Material for this exercise =>

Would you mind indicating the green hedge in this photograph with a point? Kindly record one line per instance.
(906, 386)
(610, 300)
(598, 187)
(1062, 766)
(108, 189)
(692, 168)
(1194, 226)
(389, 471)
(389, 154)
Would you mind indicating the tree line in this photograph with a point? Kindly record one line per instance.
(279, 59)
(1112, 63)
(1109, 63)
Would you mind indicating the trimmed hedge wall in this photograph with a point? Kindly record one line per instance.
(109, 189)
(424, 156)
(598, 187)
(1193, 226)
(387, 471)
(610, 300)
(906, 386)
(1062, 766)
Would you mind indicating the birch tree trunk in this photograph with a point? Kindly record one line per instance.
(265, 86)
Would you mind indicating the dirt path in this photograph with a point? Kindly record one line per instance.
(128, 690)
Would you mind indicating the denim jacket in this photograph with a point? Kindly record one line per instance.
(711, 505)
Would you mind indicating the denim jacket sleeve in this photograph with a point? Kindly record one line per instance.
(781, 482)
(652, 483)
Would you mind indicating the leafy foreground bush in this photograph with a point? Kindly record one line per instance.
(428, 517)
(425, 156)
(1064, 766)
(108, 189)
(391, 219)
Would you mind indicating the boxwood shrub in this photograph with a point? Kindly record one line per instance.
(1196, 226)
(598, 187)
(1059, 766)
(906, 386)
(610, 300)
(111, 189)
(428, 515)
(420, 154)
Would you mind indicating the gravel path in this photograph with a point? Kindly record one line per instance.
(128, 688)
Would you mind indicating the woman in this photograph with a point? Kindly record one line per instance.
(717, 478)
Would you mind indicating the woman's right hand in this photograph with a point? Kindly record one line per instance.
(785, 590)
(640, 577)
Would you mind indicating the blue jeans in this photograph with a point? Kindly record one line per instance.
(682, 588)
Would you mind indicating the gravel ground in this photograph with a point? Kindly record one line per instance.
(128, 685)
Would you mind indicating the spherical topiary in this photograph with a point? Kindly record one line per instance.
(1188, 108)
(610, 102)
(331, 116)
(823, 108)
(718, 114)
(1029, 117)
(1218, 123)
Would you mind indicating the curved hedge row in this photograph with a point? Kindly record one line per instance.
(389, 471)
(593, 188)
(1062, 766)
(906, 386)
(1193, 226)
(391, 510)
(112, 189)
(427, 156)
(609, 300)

Exercise directions => Transcribe every line of the data, exactly as it stands.

Result below =>
Would you mind indicating the green hedge in this photograph with a point? Kindly record one line per instance.
(906, 386)
(610, 300)
(598, 187)
(1062, 766)
(108, 189)
(692, 168)
(1194, 226)
(389, 471)
(389, 154)
Would you mind indicating the tree line in this photograph with a point? Kindly record one line per instance.
(279, 59)
(1112, 63)
(1109, 63)
Would you mind indicating the trimmed hedge wall in this photograph with a point? Kindly record one line per instance.
(109, 189)
(424, 156)
(598, 187)
(1193, 226)
(387, 471)
(610, 300)
(906, 386)
(1062, 766)
Would you mind indicating the birch tree trunk in this photograph with a point? Kindly record one line per instance.
(265, 86)
Would you mind indicating the dirt path in this photograph with a point? Kindly record one line per instance.
(128, 690)
Would you mind indicating the denim jacket in this photograph with a point? Kindly record one line per instance.
(711, 505)
Would you mind indicating the denim jacket sleeve in this photograph with a point? Kindly record one line per instance.
(781, 482)
(652, 483)
Would you mind indicating the leafy foreground bush in this photograph with a point? Kindly record one line per instance.
(428, 517)
(425, 156)
(1064, 766)
(108, 189)
(391, 219)
Would you mind indicating the boxwood shrub in this photograph with a point? Kindly record one line per instance.
(1196, 226)
(598, 187)
(1059, 766)
(906, 386)
(610, 300)
(111, 189)
(428, 515)
(420, 154)
Would you mind indicating the gravel path in this photograph with a point? Kindly record one line per instance.
(128, 688)
Would you mind indicating the woman in this photograph with a point? Kindly record one line per instance.
(717, 478)
Would you mind indicating the woman's right hand in this photograph with a point? Kindly record one line per instance.
(785, 590)
(640, 577)
Would you mind indicating the blue jeans in this photograph with a point? Kindly record one line per instance.
(682, 588)
Would you mind indicating the gravel ground in this photograph with a point? Kindly record one line per instance.
(128, 685)
Would you mind indicating the spherical topiary in this photograph with a point? Kindly record one line per instance.
(1188, 108)
(610, 102)
(331, 116)
(823, 108)
(718, 114)
(1029, 117)
(1218, 123)
Would you mind indicating the curved hedge row in this photograph with a point? Kindly record one line per instance.
(389, 471)
(593, 188)
(1062, 766)
(906, 386)
(1193, 226)
(391, 510)
(112, 189)
(427, 156)
(609, 300)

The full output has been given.